**Your task:** Can you quote the records below in full, word for word?

**Records for processing:**
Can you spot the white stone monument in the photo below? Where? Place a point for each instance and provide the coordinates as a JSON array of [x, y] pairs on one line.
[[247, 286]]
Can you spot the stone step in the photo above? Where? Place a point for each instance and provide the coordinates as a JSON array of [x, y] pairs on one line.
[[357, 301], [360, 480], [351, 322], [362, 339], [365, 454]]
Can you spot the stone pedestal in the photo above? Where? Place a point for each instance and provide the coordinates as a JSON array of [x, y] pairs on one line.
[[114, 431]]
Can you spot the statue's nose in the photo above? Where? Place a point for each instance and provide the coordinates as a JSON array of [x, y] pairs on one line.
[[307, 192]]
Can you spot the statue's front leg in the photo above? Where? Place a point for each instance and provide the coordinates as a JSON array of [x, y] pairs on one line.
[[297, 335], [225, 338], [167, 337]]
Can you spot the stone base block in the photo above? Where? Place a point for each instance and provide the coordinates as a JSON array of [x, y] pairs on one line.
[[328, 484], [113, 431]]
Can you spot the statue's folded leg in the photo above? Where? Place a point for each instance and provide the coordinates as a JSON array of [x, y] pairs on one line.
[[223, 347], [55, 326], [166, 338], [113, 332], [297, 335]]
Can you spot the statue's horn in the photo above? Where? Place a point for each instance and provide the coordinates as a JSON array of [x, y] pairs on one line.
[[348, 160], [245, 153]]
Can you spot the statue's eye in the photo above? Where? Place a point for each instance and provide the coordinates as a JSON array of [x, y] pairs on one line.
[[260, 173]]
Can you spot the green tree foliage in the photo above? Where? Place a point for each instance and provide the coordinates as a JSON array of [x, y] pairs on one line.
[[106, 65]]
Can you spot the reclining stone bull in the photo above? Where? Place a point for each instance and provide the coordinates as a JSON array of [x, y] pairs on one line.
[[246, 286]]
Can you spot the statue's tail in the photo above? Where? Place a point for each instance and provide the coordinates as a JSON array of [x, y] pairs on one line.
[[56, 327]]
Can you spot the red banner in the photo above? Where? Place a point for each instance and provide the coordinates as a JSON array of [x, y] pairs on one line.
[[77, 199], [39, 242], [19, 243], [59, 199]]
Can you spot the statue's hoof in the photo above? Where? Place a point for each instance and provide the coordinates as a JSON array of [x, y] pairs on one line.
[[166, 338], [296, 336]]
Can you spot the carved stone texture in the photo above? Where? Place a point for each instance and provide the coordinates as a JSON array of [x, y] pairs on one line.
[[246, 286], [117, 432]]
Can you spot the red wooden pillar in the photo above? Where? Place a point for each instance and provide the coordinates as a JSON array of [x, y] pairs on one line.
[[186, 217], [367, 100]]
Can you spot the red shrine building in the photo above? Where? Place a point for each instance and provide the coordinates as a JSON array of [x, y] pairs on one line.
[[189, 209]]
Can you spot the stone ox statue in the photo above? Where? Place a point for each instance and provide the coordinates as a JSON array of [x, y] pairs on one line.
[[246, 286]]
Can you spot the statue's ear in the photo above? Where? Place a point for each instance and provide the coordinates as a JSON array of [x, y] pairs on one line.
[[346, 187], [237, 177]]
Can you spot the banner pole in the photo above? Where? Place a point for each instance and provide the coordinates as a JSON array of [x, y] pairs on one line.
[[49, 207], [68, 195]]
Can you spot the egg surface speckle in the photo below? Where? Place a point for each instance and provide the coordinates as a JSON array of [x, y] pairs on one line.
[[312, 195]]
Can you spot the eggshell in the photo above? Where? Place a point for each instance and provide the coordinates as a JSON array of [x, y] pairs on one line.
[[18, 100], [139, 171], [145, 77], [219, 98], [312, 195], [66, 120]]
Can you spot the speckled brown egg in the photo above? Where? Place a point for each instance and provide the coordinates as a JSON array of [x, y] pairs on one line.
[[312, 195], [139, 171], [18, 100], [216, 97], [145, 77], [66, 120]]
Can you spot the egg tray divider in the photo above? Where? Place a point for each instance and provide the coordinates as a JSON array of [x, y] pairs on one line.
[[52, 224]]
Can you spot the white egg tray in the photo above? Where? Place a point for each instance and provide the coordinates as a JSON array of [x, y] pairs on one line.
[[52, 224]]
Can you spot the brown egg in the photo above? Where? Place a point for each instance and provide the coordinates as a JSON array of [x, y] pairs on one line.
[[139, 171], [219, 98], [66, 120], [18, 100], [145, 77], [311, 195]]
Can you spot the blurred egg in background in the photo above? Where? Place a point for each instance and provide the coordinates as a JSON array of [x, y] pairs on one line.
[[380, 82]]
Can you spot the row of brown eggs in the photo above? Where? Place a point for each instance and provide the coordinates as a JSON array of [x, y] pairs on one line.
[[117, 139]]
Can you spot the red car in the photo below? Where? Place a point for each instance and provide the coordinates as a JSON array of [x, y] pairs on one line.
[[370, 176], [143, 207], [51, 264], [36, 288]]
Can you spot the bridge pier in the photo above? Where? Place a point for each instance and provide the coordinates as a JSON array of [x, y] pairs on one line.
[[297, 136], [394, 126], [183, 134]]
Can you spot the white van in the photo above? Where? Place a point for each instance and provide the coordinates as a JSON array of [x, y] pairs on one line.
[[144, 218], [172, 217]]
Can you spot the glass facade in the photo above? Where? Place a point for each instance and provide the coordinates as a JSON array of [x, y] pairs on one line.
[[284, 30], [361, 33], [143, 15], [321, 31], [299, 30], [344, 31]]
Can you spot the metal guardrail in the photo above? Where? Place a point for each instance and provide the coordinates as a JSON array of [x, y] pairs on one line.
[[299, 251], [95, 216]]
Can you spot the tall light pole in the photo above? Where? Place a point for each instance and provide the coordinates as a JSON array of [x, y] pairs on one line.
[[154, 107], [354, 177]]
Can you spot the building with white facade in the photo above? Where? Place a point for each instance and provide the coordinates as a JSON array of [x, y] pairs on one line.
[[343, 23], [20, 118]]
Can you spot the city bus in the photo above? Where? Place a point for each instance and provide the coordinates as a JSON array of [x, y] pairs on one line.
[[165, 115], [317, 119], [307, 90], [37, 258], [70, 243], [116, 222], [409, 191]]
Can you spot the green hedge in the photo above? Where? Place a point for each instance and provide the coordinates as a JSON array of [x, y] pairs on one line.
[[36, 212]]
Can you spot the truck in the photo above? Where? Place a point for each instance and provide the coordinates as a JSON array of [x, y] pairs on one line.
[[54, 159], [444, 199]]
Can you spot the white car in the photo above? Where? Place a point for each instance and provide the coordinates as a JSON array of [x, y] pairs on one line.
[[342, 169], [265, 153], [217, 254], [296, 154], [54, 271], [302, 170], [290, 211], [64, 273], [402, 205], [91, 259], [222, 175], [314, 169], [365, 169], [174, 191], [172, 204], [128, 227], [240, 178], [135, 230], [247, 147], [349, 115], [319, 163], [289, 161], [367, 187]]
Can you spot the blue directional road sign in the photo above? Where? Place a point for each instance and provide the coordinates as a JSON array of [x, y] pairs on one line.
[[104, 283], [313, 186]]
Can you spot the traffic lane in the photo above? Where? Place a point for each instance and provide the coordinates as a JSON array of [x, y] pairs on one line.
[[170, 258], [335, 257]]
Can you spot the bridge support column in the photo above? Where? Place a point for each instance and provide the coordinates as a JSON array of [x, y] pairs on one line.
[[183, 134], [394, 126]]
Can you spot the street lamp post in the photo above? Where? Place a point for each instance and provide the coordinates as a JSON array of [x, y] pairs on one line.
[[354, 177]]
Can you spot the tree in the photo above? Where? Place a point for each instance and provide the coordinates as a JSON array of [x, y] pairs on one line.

**Reply:**
Can you spot the white stone monument in the photo below? Where? Place a point for each instance and provide the coordinates as a JSON array of [x, y] pairs on one line.
[[247, 286]]
Can you spot the stone step in the photo above? Where? Place a point for each instance and provide the coordinates as a JSON array of [x, y] pairs on one line.
[[357, 301], [360, 480], [351, 322], [362, 339], [365, 454]]
Can you spot the stone pedestal in the photo above? Where? Place a point for each instance and provide the coordinates as a JSON array of [x, y] pairs on one line.
[[114, 431]]
Can you spot the statue's nose in the photo above? Where? Place a point for each instance and provide the coordinates as a JSON array of [x, y] pairs on one line.
[[307, 192]]
Can you spot the statue's front leg in the photo above? Where? Place a point for each instance and provide the coordinates as a JSON array of [x, y] pairs on one line.
[[297, 335], [225, 338], [167, 337]]
Can you spot the stone base block in the photo above? Where? Place a point for each instance and provide the coordinates as a JSON array of [x, y] pairs on one line.
[[328, 484], [113, 431]]
Can you spot the statue's folded leg in the photo above? Where? Place a point for each instance and provide the coordinates as a JSON array of [x, y] pairs on one line.
[[223, 347], [55, 326], [166, 338], [113, 332], [297, 335]]
Can you spot the statue's horn in the photo above? Where? Place a point for each instance and provide the coordinates as a JSON array of [x, y] pairs on one line.
[[348, 160], [245, 153]]
Can you spot the statue's eye in the photo above? Where? Place a point for each instance and provide the coordinates as a JSON array of [x, y] pairs on one line.
[[260, 173]]
Can you spot the green tree foliage in the photo above? Where? Place a point for each instance and provide the coordinates as a JSON array of [x, y] pairs on one line.
[[106, 65]]
Can you spot the reclining stone bull in the photo above? Where? Place a point for each instance and provide the coordinates as a JSON array of [x, y] pairs on one line.
[[246, 286]]
Can you spot the statue's tail in the photo above? Where? Place a point for each instance and provide the coordinates as a JSON array of [x, y] pairs on one line.
[[56, 327]]
Can you spot the red banner in the photo above? Where? Place a point for each instance and provide the coordinates as a JSON array of [x, y] pairs on one line.
[[77, 199], [39, 242], [19, 243], [59, 199]]
Can you spot the statue's hoof in the photo above? Where? Place a point for each instance and provide the coordinates as a JSON array of [x, y] pairs on one line.
[[166, 338], [296, 336]]
Can you spot the carved stone texture in the photo above? Where? Place a point for each instance and provide the coordinates as a JSON array of [x, y] pairs on one line.
[[246, 286], [117, 432]]
Can you spot the red wooden pillar in the photo above? Where? Place a point for each instance and provide the coordinates as a JSON array of [x, y] pairs on one line.
[[186, 217], [367, 100]]
Can you spot the red shrine building in the photo above? Where? Place a point for each instance and provide the coordinates as a JSON array of [x, y] pairs on one line.
[[189, 209]]
Can you spot the stone ox statue in the photo above? Where? Place a point for each instance and provide the coordinates as a JSON array of [x, y] pairs on one line.
[[246, 286]]
Can you spot the statue's ear in the photo above? Where? Place a point for each instance and provide the coordinates as a JSON array of [x, y] pairs on one line.
[[346, 187], [237, 177]]
Can you spot the banner pole in the photo above? Where? Place a point for each instance and provide the coordinates as a JSON array of [x, y] pairs on one line.
[[49, 207], [68, 195]]
Can you spot the egg surface speckle in the photo below? Where? Place a point for each instance and provide the coordinates as a JSON array of [x, y] pairs on one line.
[[312, 195]]
Can you spot the eggshell in the photo above? Where? Place a point for each instance and provide the coordinates as a JSON array of [x, y] pairs on one line.
[[18, 100], [139, 171], [145, 77], [219, 98], [312, 195], [66, 120]]
Can you spot the speckled brown egg in the photo above? Where? Place a point for each instance and provide the coordinates as a JSON array of [x, y] pairs on one line.
[[312, 195], [139, 171], [18, 100], [216, 97], [145, 77], [66, 120]]
Can you spot the egg tray divider in the photo above? Where? Place a point for each instance and provide the coordinates as a JSON array of [x, y] pairs on one line.
[[52, 224]]
Can you spot the white egg tray in the photo above? Where? Place a point for each instance and provide the coordinates as a JSON array of [x, y] pairs on one line.
[[52, 224]]
Can you spot the brown egg in the photo above? Where? Place a point for each instance and provide the coordinates as a JSON array of [x, y] pairs on one line.
[[139, 171], [219, 98], [66, 120], [18, 100], [145, 77], [311, 195]]
Can you spot the blurred egg in background in the photo above? Where? Place a point for each instance and provide the coordinates as a JSON array of [x, y] pairs on one line.
[[380, 82]]
Can you spot the row of brown eggs in the photo above? Where? Place a point for each instance and provide the coordinates as a JSON array of [x, y] pairs on one line.
[[117, 139]]
Can you spot the red car in the photo below? Where? Place a point for each instance and provide the coordinates as a JSON array of [x, y] pairs on one line.
[[370, 176], [143, 207], [51, 264], [36, 288]]
Can you spot the bridge pier in the photo above? Where? Place a point for each instance and provide the coordinates as a JSON array of [x, y] pairs on one line.
[[297, 136], [394, 126], [183, 134]]
Can you spot the white van in the photo above? Where? Place a point for each instance and provide the coordinates as a JSON array of [x, y] pairs on one line.
[[144, 218], [172, 217]]
Can you spot the glass facade in the photo above? Where? Place a point for each instance and provide the coordinates as a JSON array of [x, y] pairs on one line.
[[284, 30], [361, 33], [143, 15], [321, 31], [299, 30], [344, 31]]
Can you spot the metal guardrail in the photo above? Where? Place a point for each instance and provide the coordinates as a JSON array of [x, y] pairs on one line.
[[299, 251], [95, 216]]
Can you spot the tall light pole in the photo above? Where? Place a point for each instance and provide the coordinates as a JSON array of [x, y] pairs on one line.
[[154, 107], [354, 177]]
Can you spot the building with white facade in the photo above? Where? Place a point for each instance and provide the coordinates as a JSON array of [x, y] pairs on one line.
[[343, 23], [20, 118]]
Can you spot the city bus in the photo above? Where? Place a point for each instance and provide the coordinates as a JSON array of [x, y] pairs on one line.
[[165, 115], [317, 119], [307, 90], [37, 258], [70, 243], [116, 222], [409, 191]]
Can you spot the green hedge in the photo above? Where? Place a point for each instance and provide the coordinates as a JSON array of [x, y] pairs on one line.
[[36, 212]]
Can you spot the truck in the photo above? Where? Place a point for each instance and provide the coordinates as a JSON array of [x, y] pairs on one line.
[[54, 159], [444, 199]]
Can you spot the white car in the photo above? Where? Place a point for each instance and provide the coordinates as a JSON array of [x, y] pairs on one line.
[[342, 169], [265, 153], [217, 254], [296, 154], [54, 271], [302, 170], [290, 211], [64, 273], [402, 205], [91, 259], [222, 175], [314, 169], [365, 169], [174, 191], [172, 204], [128, 227], [240, 178], [135, 230], [247, 147], [349, 115], [319, 163], [289, 161], [367, 187]]
Can you spot the blue directional road sign in the photo above? Where? Place a point for each instance and provide the coordinates as a JSON array of [x, y] pairs on one line.
[[104, 283], [313, 186]]
Can you spot the traffic lane in the photo above? Where? Place a point for each instance and provide the coordinates as a JSON array of [x, y] pairs on one line.
[[170, 258], [335, 257]]
Can you spot the bridge support column in the photo above? Where? Place a point for each instance and provide the coordinates as a JSON array of [x, y] pairs on one line.
[[183, 134], [394, 126]]
Can you spot the street lamp post in the photo above? Where? Place a point for each instance and provide the coordinates as a JSON array of [x, y] pairs on one line.
[[354, 177]]
Can you spot the tree in the photo above? Where? Place a point for each instance and provide the coordinates as a JSON array of [x, y] pairs on one line.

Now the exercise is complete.